▶ _What to work on_: Copy every line of the material below word for word, changing nothing.

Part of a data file

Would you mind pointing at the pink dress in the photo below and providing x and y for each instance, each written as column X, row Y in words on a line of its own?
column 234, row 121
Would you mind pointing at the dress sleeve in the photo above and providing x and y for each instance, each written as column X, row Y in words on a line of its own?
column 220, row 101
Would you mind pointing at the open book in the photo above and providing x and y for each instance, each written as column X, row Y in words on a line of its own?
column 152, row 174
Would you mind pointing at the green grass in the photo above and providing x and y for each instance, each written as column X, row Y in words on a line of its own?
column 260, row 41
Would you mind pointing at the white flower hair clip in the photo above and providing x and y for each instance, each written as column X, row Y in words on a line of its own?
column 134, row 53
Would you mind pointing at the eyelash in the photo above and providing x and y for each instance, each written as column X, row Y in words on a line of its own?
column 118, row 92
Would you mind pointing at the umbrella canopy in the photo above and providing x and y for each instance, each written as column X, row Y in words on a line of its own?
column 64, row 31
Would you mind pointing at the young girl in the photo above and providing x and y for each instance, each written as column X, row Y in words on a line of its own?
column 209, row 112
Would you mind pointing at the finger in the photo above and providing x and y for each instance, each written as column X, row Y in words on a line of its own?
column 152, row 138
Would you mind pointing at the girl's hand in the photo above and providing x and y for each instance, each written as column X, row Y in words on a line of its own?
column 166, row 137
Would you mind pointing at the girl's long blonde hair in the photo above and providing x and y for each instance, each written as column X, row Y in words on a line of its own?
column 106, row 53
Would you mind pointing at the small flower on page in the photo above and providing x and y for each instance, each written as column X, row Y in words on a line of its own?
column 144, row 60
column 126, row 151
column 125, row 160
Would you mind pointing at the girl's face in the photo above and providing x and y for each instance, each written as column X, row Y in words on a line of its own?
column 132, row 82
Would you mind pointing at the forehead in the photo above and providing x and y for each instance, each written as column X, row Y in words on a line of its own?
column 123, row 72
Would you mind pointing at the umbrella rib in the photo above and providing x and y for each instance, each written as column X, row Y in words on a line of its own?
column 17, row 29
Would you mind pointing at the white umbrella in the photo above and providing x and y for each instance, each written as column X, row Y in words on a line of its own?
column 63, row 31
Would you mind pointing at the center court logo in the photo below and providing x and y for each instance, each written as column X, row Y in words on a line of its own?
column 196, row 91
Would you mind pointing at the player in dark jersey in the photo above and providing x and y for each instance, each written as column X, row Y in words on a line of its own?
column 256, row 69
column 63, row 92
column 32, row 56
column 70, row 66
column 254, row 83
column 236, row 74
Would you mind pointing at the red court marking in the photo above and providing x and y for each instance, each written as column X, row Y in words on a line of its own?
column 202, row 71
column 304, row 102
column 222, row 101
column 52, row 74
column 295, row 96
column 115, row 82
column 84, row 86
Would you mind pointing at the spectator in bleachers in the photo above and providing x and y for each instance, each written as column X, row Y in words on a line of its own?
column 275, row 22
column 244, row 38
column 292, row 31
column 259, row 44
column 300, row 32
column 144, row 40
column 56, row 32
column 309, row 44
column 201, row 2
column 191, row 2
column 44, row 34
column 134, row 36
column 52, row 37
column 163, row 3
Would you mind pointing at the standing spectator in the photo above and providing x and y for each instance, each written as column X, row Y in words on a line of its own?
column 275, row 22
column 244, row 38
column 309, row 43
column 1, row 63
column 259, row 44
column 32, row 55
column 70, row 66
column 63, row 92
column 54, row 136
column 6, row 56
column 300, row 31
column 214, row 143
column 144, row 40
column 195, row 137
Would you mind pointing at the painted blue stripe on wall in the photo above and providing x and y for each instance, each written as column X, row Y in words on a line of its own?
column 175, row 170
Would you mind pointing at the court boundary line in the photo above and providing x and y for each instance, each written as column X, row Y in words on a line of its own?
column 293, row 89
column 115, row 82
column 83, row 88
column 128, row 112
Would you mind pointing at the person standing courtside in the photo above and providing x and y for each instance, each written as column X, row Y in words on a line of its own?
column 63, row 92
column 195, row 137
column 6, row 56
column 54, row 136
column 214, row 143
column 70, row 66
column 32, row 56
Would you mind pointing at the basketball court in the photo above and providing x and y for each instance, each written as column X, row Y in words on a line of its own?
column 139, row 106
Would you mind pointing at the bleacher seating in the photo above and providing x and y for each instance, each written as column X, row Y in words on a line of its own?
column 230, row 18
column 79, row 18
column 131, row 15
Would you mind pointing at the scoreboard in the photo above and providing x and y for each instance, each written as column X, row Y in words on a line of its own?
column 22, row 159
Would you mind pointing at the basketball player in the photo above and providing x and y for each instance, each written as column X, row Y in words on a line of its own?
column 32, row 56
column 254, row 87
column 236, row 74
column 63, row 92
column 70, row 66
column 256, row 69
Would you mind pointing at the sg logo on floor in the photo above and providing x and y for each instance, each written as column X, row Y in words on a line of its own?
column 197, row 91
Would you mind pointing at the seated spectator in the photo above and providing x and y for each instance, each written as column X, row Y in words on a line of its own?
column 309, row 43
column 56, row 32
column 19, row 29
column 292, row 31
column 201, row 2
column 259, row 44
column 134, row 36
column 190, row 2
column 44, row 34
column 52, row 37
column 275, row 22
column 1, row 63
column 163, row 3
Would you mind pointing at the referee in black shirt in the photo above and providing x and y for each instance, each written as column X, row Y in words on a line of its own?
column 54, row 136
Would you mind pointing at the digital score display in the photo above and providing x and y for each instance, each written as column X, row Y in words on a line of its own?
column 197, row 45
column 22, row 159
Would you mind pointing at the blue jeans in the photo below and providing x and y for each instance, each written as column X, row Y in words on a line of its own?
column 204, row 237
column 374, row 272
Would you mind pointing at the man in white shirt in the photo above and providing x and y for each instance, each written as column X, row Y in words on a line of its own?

▶ _Correct answer_:
Would you mind pointing at the pink dress in the photo below and providing x and y for each instance, each written as column X, row Y in words on a line of its own?
column 234, row 121
Would you mind pointing at the dress sleeve in the photo above and providing x and y for each instance, each written as column X, row Y in words on a line of its own?
column 220, row 101
Would you mind pointing at the open book in the photo above and providing x and y for each instance, each written as column X, row Y in words on a line of its own?
column 152, row 174
Would you mind pointing at the green grass in the photo above and providing x and y for each instance, each written as column X, row Y in words on a line of its own?
column 260, row 41
Would you mind pointing at the white flower hair clip in the photo above and providing x and y for each instance, each written as column X, row Y in words on a line of its own?
column 134, row 53
Would you mind pointing at the eyelash in the photo above and providing x and y for each instance, each written as column X, row Y in words on a line of its own?
column 118, row 92
Would you mind pointing at the umbrella canopy in the photo above and providing x and y for each instance, each written as column X, row Y in words on a line of its own?
column 64, row 31
Would you mind pointing at the young girl in the photo above and providing x and y for each instance, each written as column X, row Y in words on a line of its own?
column 209, row 112
Would you mind pointing at the finger in the photo above and providing x and y for each instance, each written as column X, row Y in words on a line of its own?
column 152, row 138
Would you mind pointing at the girl's hand in the photo above and providing x and y for each instance, each written as column X, row Y in words on a line of its own?
column 166, row 137
Would you mind pointing at the girl's long blonde hair in the photo above and providing x and y for each instance, each written as column X, row Y in words on a line of its own?
column 106, row 53
Would you mind pointing at the small flower on page in the photo above and providing x and y for each instance, each written as column X, row Y in words on a line of its own?
column 144, row 60
column 126, row 151
column 125, row 160
Would you mind pointing at the girl's face in the photo above and providing x and y for each instance, each written as column X, row Y in words on a line of its own?
column 132, row 82
Would you mind pointing at the forehead in the photo above and providing x and y for each instance, each written as column X, row Y in words on a line of its own?
column 123, row 72
Would you mind pointing at the umbrella rib in the photo above and providing x and y for each instance, each written as column X, row Y in words on a line of its own?
column 17, row 29
Would you mind pointing at the white umbrella in the photo above and providing x and y for each instance, each written as column X, row Y in words on a line of its own?
column 63, row 31
Would you mind pointing at the center court logo in the photo below and providing x and y for each instance, each written as column X, row Y in words on a line of its own?
column 196, row 91
Would you mind pointing at the player in dark jersey in the photo above and providing x and y for each instance, each written as column X, row Y in words on a line of its own?
column 256, row 69
column 63, row 92
column 32, row 56
column 70, row 66
column 254, row 83
column 236, row 74
Would you mind pointing at the red court marking in the photo above and providing x and y for each instance, each written as column X, row Y in words on a line of its own?
column 202, row 71
column 304, row 102
column 222, row 101
column 52, row 74
column 295, row 96
column 115, row 82
column 84, row 86
Would you mind pointing at the spectator in bleachers in the photo above and providing x and y for each instance, each written as column X, row Y in words on a line of its own?
column 275, row 22
column 244, row 38
column 292, row 31
column 259, row 44
column 300, row 32
column 144, row 40
column 56, row 32
column 309, row 44
column 201, row 2
column 191, row 2
column 44, row 34
column 134, row 36
column 52, row 37
column 163, row 3
Would you mind pointing at the standing spectator in the photo above and providing x and y for each instance, each written as column X, row Y in words on a line of its own?
column 275, row 22
column 244, row 38
column 309, row 43
column 1, row 63
column 259, row 44
column 32, row 55
column 70, row 66
column 63, row 92
column 54, row 136
column 6, row 56
column 300, row 31
column 214, row 143
column 144, row 40
column 195, row 137
Would you mind pointing at the painted blue stripe on wall in the photo above and providing x and y for each instance, each written as column X, row Y in words on a line of its own?
column 175, row 170
Would you mind pointing at the court boundary line in the photo above and providing x and y for each instance, each written as column X, row Y in words on a line of its own?
column 293, row 89
column 115, row 82
column 83, row 88
column 128, row 112
Would you mind pointing at the person standing courtside in the photo above and providing x and y for each instance, each written as column X, row Y in words on a line of its own?
column 63, row 92
column 195, row 137
column 6, row 56
column 54, row 136
column 214, row 143
column 70, row 66
column 32, row 56
Would you mind pointing at the basketball court in the photo above and providing x and y for each instance, each written as column X, row Y in words on a line of its own?
column 139, row 106
Would you mind pointing at the bleacher seating in the photo above and providing x and y for each instance, each written as column X, row Y in words on a line of its own?
column 230, row 18
column 79, row 18
column 131, row 15
Would you mind pointing at the scoreboard in the photo above and providing x and y for each instance, each written as column X, row Y in words on a line of its own?
column 22, row 159
Would you mind pointing at the basketball player in the photo above and providing x and y for each instance, each written as column X, row Y in words on a line of its own?
column 32, row 56
column 254, row 87
column 236, row 74
column 63, row 92
column 70, row 66
column 256, row 69
Would you mind pointing at the sg logo on floor in the photo above and providing x and y for each instance, each written as column X, row Y in words on a line of its own?
column 197, row 91
Would you mind pointing at the seated spectator in the photo above and providing x and y for each instance, each written as column X, row Y in words on a line of its own?
column 309, row 43
column 56, row 32
column 19, row 29
column 292, row 31
column 201, row 2
column 259, row 44
column 134, row 36
column 190, row 2
column 44, row 34
column 52, row 37
column 275, row 22
column 1, row 63
column 163, row 3
Would you mind pointing at the referee in black shirt in the photo above and providing x and y for each instance, each written as column X, row Y in words on a line of its own?
column 54, row 136
Would you mind pointing at the digital score display in the photo above and providing x and y for each instance, each written as column X, row Y in words on a line of its own?
column 197, row 45
column 22, row 159
Would you mind pointing at the blue jeans in the photo below and providing x and y for each instance, each written as column X, row Y in words on a line of its own?
column 204, row 237
column 374, row 272
Would you mind pointing at the man in white shirt in the photo above and providing x and y for each instance, each written as column X, row Y in words on a line of its own?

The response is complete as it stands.